→ **WHAT THE TASK ASKS**
Retype all the records below exactly as they are, with no image carried over.
══ ENTRIES SHOWN ══
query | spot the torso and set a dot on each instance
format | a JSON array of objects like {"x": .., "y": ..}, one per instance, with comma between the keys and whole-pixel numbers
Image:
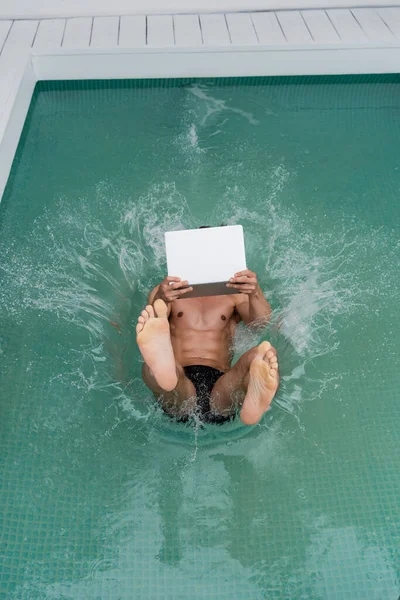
[{"x": 202, "y": 330}]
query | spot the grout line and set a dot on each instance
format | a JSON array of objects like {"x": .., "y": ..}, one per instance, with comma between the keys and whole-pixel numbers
[
  {"x": 227, "y": 26},
  {"x": 173, "y": 29},
  {"x": 34, "y": 37},
  {"x": 119, "y": 30},
  {"x": 383, "y": 21},
  {"x": 63, "y": 35},
  {"x": 254, "y": 27},
  {"x": 280, "y": 25},
  {"x": 305, "y": 23},
  {"x": 358, "y": 23},
  {"x": 201, "y": 30},
  {"x": 333, "y": 25},
  {"x": 6, "y": 38},
  {"x": 91, "y": 32}
]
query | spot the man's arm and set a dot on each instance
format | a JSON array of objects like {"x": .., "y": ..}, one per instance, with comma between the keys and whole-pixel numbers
[
  {"x": 170, "y": 289},
  {"x": 252, "y": 306}
]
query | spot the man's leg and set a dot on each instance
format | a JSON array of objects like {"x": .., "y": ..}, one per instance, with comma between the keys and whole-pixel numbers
[
  {"x": 161, "y": 373},
  {"x": 253, "y": 381}
]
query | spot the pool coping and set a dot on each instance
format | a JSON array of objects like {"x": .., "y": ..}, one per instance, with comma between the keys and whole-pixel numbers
[{"x": 29, "y": 64}]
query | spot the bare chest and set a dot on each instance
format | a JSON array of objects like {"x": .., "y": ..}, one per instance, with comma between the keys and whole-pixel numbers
[{"x": 202, "y": 313}]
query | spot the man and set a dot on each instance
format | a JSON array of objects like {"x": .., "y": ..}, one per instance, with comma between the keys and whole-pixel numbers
[{"x": 186, "y": 344}]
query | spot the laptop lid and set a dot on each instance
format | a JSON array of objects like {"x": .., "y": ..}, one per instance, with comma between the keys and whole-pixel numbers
[{"x": 206, "y": 257}]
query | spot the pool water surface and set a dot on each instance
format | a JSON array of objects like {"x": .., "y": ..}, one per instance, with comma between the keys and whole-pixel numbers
[{"x": 101, "y": 495}]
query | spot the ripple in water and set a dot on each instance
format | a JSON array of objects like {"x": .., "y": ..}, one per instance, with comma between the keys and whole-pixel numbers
[{"x": 96, "y": 268}]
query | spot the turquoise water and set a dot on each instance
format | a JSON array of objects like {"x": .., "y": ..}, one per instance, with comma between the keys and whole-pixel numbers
[{"x": 101, "y": 495}]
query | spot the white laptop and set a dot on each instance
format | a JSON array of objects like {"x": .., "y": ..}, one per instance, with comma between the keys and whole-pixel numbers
[{"x": 207, "y": 258}]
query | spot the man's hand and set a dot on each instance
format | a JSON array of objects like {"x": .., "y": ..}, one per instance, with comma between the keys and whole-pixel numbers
[
  {"x": 245, "y": 282},
  {"x": 172, "y": 288}
]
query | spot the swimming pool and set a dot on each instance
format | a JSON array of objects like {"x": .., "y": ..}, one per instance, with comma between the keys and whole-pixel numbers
[{"x": 102, "y": 496}]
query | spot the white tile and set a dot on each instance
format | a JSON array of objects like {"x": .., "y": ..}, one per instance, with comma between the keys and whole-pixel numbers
[
  {"x": 268, "y": 28},
  {"x": 320, "y": 26},
  {"x": 50, "y": 33},
  {"x": 13, "y": 62},
  {"x": 105, "y": 32},
  {"x": 20, "y": 37},
  {"x": 372, "y": 24},
  {"x": 346, "y": 25},
  {"x": 132, "y": 31},
  {"x": 391, "y": 16},
  {"x": 77, "y": 32},
  {"x": 214, "y": 30},
  {"x": 241, "y": 29},
  {"x": 294, "y": 28},
  {"x": 187, "y": 30},
  {"x": 160, "y": 30},
  {"x": 5, "y": 27}
]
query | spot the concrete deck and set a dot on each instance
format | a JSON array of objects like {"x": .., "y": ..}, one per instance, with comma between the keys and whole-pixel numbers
[{"x": 336, "y": 40}]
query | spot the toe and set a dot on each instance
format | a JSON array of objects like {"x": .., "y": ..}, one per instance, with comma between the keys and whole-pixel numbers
[
  {"x": 161, "y": 308},
  {"x": 150, "y": 310}
]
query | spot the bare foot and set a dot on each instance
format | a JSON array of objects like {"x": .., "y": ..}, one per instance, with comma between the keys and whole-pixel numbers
[
  {"x": 154, "y": 341},
  {"x": 263, "y": 383}
]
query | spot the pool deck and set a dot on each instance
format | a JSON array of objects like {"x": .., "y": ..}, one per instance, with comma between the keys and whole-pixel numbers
[{"x": 339, "y": 40}]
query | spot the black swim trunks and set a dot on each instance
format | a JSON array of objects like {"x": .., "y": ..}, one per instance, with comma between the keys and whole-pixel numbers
[{"x": 204, "y": 378}]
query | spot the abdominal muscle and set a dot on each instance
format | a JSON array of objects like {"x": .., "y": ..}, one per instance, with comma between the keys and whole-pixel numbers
[{"x": 209, "y": 348}]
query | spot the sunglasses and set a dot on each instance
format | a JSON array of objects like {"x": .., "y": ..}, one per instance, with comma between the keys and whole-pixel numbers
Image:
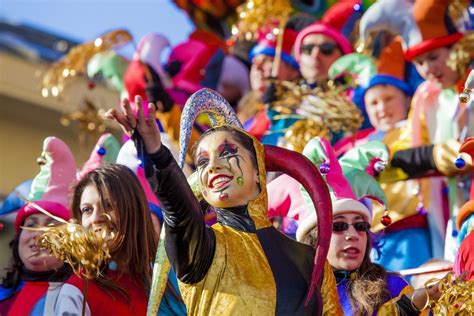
═══
→ **ANSWER TO THIS PROBLEM**
query | spot the torso and set a dot on each instance
format | a JSON array of objects like {"x": .., "y": ..}, one per instance, with comma between the keys and whole-pixel numbers
Image:
[{"x": 202, "y": 330}]
query | spot the grout line and set a dot on each instance
format | a JSON array of objects like {"x": .., "y": ..}, one per instance, with comma between the keys and whole-pixel numbers
[
  {"x": 227, "y": 26},
  {"x": 173, "y": 29},
  {"x": 34, "y": 37},
  {"x": 119, "y": 30},
  {"x": 383, "y": 21},
  {"x": 63, "y": 35},
  {"x": 254, "y": 27},
  {"x": 280, "y": 25},
  {"x": 305, "y": 23},
  {"x": 358, "y": 23},
  {"x": 201, "y": 30},
  {"x": 333, "y": 25},
  {"x": 6, "y": 38},
  {"x": 91, "y": 32}
]
query | spot the man's arm and set a dot on each instance
format | a JSON array of objects like {"x": .., "y": ..}, one per instance, with comma between the keys and whole-pixel numbers
[
  {"x": 170, "y": 289},
  {"x": 252, "y": 306}
]
query | spot the man's leg and set a dot on each instance
format | a JSON array of objects like {"x": .., "y": ..}, one per instance, with comma between the keys and whole-pixel numbers
[
  {"x": 161, "y": 373},
  {"x": 253, "y": 381}
]
query | spot the pool coping and set a dot on each instance
format | a JSON array of objects like {"x": .., "y": ..}, one per instance, with comma between the keys and whole-pixel numbers
[{"x": 29, "y": 64}]
query | spot the bare chest and set a dot on each instance
format | a JSON array of objects like {"x": .., "y": ..}, one per instance, with comma between the keys and whole-pixel numbers
[{"x": 202, "y": 313}]
query | spot the man and set a dot on each instance
format | a JSON array of objects like {"x": .., "y": ..}, one per instance, with comma between the keys and whole-pixel numbers
[{"x": 186, "y": 344}]
query | spot the laptop lid and set a dot on each instance
format | a JSON array of objects like {"x": .., "y": ..}, one per instance, with comma between the keys and whole-pixel numbers
[{"x": 206, "y": 257}]
query | spot the pool water surface and set a dot on each instance
format | a JSON array of objects like {"x": .., "y": ..}, one per instance, with comma between the keys and whole-pixel numbers
[{"x": 101, "y": 495}]
query | spot the ripple in water and set a dot on each instance
format | a JSON array of objects like {"x": .., "y": ..}, one per instance, with comma between the keys and whole-pixel numbers
[{"x": 96, "y": 268}]
query | spot the turquoise water and set a dot on each instance
format | a JSON array of objects like {"x": .., "y": ..}, one per instance, with comma between the keys and whole-pixel numbers
[{"x": 101, "y": 495}]
query | spot the white laptop and set a dot on each instance
format | a JSON array of objects like {"x": .., "y": ..}, one per instance, with comma between the keys and whole-pixel numbers
[{"x": 207, "y": 258}]
query | spot the man's hand and set a dot on each instance
format | a JSON array of objects like {"x": .., "y": ..}, one per instance, with comma between the keys and whole-pixel numbers
[
  {"x": 245, "y": 282},
  {"x": 172, "y": 288}
]
query | spot the swimming pool and set a dot on each instance
format | a JSON array of objects like {"x": .., "y": ..}, one per instance, with comma between the keys and whole-pixel numbers
[{"x": 102, "y": 496}]
query | spot the white tile and set a dot on each instance
format | a JSON array of objects like {"x": .., "y": ..}, one per instance, with comma between the keys and whole-pixel numbers
[
  {"x": 268, "y": 28},
  {"x": 320, "y": 26},
  {"x": 50, "y": 33},
  {"x": 13, "y": 62},
  {"x": 105, "y": 32},
  {"x": 20, "y": 37},
  {"x": 372, "y": 24},
  {"x": 346, "y": 25},
  {"x": 132, "y": 31},
  {"x": 391, "y": 16},
  {"x": 77, "y": 32},
  {"x": 214, "y": 30},
  {"x": 241, "y": 29},
  {"x": 294, "y": 28},
  {"x": 187, "y": 30},
  {"x": 160, "y": 30},
  {"x": 5, "y": 27}
]
query | spot the concrete deck and set a dot on each instance
format | a JSON array of objects like {"x": .., "y": ..}, one per instance, with comma between the keys and whole-pixel numbers
[{"x": 336, "y": 40}]
query | spot the toe and set a dot on each instance
format | a JSON array of objects like {"x": .., "y": ..}, one per instance, with comma between the keys and whole-pixel numbers
[
  {"x": 161, "y": 308},
  {"x": 150, "y": 310}
]
query | spot the bare foot and set a dot on each instance
format | a JSON array of objects like {"x": .., "y": ..}, one per instance, with comma between the keys and whole-pixel numbers
[
  {"x": 154, "y": 341},
  {"x": 263, "y": 383}
]
query | spot the pool deck and set a dot on each instance
format | a JSON array of objects like {"x": .., "y": ..}, one per instance, with comma between the keys and whole-pixel numbers
[{"x": 339, "y": 40}]
query | spot the black swim trunks and set a dot on each instance
format | a JSON array of objects like {"x": .., "y": ..}, one per instance, with comma between the keys and whole-pixel numbers
[{"x": 204, "y": 378}]
query | spot the abdominal muscle and set a dot on each instance
format | a JSON array of objects like {"x": .., "y": ..}, one per instance, with comma between the keys and whole-pixel numbers
[{"x": 209, "y": 348}]
query | spot the sunglasses and set a dot on each instance
format | a JSON array of objects like {"x": .., "y": ..}, one per instance, with comma between the keys and whole-pixel numbers
Image:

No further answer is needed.